*Assigned task*: In the records below, find the line containing "Where can the soil" and the line containing "Where can the gray"; please repeat exactly the lines from one to the other, both included, and nothing more.

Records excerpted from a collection
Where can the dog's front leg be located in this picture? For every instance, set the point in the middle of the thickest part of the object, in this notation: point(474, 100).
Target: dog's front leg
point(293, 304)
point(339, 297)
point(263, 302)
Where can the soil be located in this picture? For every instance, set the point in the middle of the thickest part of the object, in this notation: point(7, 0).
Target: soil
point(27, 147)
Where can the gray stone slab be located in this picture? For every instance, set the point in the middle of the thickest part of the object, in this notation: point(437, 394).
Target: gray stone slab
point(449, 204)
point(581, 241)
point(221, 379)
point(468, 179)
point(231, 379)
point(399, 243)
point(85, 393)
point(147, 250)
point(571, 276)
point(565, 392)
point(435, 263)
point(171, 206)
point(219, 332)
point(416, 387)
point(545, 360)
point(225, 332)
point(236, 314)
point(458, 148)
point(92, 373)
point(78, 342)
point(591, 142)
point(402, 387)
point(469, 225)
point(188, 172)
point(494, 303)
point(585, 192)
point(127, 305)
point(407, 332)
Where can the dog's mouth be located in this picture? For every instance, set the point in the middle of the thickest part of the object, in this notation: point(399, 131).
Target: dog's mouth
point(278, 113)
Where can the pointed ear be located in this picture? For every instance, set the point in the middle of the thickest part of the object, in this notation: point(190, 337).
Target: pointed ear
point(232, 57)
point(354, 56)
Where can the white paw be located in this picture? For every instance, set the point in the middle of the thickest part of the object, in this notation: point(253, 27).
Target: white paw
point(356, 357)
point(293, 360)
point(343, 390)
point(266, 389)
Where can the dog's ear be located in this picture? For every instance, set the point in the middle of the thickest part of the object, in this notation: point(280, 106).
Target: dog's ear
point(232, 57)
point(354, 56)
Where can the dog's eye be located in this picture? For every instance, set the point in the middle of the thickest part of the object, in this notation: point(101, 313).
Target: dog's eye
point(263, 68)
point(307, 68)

*Result for this exercise*:
Where can the soil be located in this picture? For every instance, set the point in the middle of the thickest part of the object, in this notation: point(7, 0).
Target: soil
point(27, 147)
Where can the gray stone slab be located in this picture? For every instance, set the point in the middle of the thickest part of the object, in this notation: point(437, 394).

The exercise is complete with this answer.